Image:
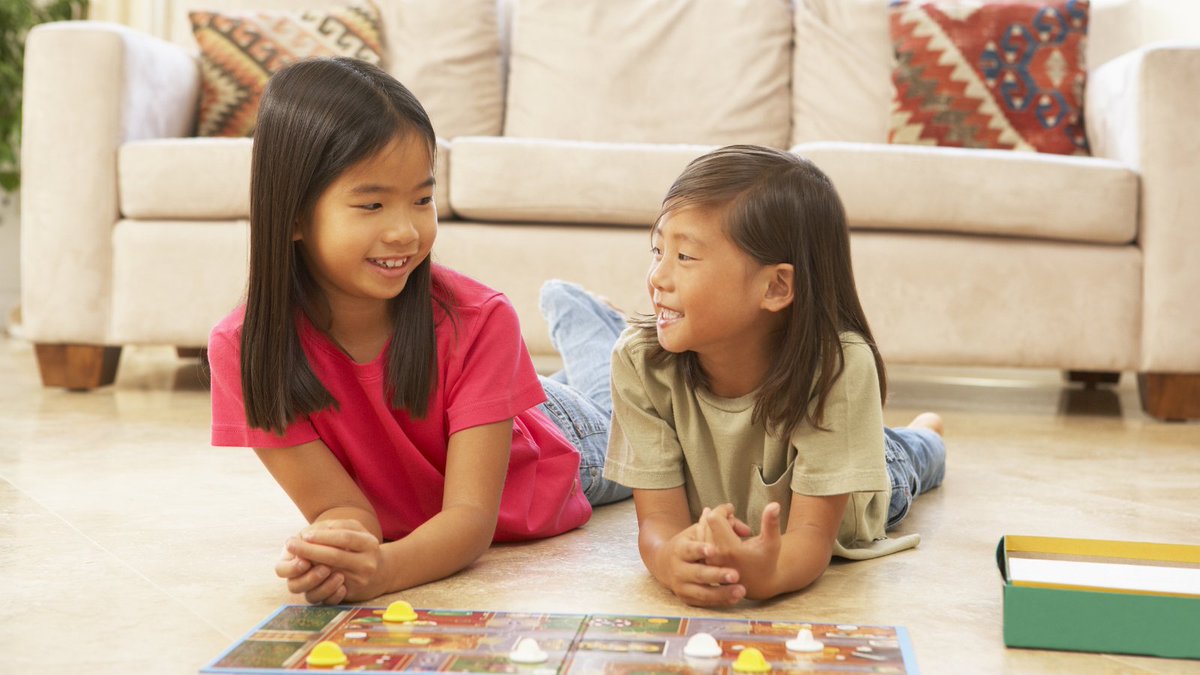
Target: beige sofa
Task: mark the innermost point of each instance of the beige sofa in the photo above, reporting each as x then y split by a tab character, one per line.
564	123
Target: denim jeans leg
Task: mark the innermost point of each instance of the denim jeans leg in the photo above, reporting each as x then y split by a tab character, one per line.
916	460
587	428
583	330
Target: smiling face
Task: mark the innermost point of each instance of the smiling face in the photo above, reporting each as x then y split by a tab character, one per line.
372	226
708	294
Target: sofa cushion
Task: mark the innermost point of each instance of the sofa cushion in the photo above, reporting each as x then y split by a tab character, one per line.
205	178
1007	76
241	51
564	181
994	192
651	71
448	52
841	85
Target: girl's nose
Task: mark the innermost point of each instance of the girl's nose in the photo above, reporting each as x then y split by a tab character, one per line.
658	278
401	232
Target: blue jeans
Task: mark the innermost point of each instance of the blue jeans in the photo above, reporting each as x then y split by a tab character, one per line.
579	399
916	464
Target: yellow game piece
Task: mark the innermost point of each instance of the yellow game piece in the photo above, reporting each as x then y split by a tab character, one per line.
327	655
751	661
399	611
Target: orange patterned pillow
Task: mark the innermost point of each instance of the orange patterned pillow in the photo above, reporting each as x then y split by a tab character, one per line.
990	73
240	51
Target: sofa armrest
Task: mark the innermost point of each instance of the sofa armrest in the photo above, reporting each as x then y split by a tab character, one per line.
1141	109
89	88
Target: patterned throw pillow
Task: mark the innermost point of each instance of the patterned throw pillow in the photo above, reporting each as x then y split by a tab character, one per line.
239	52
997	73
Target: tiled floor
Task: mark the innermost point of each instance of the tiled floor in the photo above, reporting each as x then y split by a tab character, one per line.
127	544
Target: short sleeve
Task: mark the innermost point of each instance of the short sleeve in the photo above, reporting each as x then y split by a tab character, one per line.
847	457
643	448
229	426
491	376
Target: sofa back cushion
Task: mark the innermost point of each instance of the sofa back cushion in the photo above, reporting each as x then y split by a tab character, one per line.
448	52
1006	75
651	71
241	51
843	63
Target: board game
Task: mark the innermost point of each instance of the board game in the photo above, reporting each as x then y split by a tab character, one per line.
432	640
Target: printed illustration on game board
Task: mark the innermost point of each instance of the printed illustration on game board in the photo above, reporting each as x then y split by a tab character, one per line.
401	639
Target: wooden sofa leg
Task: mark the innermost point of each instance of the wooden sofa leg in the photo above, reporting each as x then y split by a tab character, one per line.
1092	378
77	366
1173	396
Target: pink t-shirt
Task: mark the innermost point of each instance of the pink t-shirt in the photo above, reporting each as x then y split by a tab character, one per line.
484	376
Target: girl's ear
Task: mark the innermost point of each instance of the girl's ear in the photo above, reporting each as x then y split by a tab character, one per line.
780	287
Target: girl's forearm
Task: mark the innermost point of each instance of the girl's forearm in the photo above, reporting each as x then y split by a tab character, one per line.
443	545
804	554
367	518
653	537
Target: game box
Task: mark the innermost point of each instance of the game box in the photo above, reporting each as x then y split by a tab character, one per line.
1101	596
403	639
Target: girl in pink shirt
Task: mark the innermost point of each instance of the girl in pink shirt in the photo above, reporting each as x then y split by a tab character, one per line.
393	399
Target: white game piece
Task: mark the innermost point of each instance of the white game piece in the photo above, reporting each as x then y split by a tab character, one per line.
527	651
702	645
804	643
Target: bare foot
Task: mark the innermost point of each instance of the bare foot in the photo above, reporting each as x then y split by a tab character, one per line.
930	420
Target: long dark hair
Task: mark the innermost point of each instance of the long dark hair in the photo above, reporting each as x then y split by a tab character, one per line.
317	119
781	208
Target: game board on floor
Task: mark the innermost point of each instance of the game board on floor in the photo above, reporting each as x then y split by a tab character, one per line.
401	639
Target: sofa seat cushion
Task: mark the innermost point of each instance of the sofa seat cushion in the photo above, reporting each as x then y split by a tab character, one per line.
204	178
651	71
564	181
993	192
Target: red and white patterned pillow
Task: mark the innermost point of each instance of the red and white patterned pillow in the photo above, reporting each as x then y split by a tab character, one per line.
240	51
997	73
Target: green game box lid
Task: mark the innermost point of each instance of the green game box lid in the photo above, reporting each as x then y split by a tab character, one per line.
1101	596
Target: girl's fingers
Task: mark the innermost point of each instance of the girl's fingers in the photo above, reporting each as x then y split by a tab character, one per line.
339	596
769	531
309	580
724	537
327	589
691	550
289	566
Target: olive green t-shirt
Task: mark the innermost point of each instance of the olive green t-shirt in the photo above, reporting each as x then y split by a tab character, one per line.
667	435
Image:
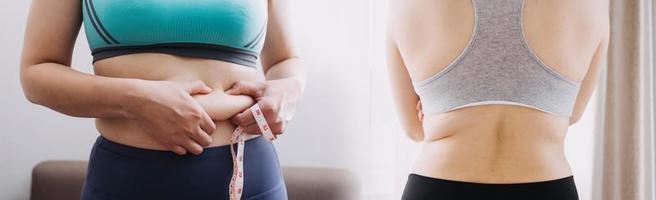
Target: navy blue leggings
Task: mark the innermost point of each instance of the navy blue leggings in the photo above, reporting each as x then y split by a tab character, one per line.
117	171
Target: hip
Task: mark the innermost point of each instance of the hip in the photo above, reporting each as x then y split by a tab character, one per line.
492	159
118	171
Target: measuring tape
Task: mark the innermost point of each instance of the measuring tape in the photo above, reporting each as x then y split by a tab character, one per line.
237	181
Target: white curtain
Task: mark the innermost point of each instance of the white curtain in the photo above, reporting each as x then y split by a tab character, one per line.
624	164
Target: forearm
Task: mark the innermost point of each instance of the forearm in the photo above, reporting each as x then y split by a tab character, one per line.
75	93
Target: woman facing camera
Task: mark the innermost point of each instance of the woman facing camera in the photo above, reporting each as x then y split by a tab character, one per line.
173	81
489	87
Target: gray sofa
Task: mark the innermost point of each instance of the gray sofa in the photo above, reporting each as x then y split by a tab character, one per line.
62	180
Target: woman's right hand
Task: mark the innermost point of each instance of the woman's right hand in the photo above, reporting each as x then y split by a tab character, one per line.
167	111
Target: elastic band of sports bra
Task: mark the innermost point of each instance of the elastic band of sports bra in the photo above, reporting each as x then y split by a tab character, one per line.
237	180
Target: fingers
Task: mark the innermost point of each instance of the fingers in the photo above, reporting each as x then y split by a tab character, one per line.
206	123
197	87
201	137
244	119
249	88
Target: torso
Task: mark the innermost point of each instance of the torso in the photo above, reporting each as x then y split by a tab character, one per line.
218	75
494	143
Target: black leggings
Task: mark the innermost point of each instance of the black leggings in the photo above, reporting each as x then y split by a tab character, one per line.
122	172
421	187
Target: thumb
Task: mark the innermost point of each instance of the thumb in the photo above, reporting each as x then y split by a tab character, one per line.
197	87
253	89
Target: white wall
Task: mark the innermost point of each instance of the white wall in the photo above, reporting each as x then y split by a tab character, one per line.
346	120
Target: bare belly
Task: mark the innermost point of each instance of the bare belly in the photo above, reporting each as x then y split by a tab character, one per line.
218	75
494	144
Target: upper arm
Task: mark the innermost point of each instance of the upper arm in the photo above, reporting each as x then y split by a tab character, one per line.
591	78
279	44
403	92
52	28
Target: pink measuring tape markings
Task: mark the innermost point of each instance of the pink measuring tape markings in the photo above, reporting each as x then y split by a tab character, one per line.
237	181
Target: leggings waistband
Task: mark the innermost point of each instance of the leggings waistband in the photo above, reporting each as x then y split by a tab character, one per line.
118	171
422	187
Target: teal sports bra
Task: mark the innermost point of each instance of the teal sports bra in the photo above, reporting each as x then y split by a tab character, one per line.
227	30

--

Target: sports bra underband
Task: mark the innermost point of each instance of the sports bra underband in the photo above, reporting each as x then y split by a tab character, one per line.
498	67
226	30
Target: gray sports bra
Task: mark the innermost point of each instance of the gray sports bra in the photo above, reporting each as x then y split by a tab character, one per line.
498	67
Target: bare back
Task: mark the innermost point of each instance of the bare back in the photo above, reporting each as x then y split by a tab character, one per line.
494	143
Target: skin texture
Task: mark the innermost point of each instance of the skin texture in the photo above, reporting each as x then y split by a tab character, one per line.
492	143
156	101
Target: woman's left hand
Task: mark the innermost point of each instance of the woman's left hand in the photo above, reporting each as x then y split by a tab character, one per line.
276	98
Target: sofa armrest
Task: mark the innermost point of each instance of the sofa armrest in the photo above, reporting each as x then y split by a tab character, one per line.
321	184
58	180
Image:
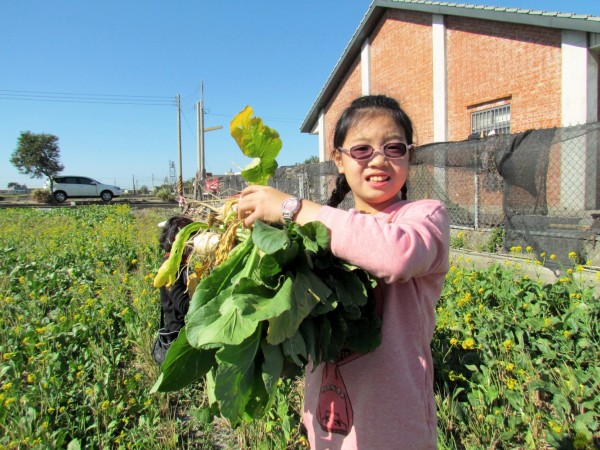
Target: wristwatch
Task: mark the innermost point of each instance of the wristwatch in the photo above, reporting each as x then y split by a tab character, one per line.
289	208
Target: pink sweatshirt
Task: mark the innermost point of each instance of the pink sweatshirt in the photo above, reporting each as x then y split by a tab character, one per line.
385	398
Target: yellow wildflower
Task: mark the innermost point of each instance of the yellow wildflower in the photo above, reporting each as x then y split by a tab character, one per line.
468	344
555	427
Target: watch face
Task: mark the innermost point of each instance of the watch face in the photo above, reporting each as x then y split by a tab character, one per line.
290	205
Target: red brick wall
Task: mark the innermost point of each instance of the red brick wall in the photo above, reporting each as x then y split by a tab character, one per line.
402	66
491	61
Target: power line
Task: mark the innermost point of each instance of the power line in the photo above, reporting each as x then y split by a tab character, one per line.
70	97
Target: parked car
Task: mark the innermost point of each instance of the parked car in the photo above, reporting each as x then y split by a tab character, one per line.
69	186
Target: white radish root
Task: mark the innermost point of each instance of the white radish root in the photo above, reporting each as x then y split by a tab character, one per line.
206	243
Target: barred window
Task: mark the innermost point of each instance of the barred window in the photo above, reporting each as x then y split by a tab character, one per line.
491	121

■ **Task description**
Pick out each line in the data above that contains the word "parked", treating uppercase and lowercase as different, and copy those lines unchanged.

■ **Response to the task**
Target: parked car
Task: mark the innermost point of each instance of the parked car in the photo above, reporting each as x then y split by a tab character, one per line.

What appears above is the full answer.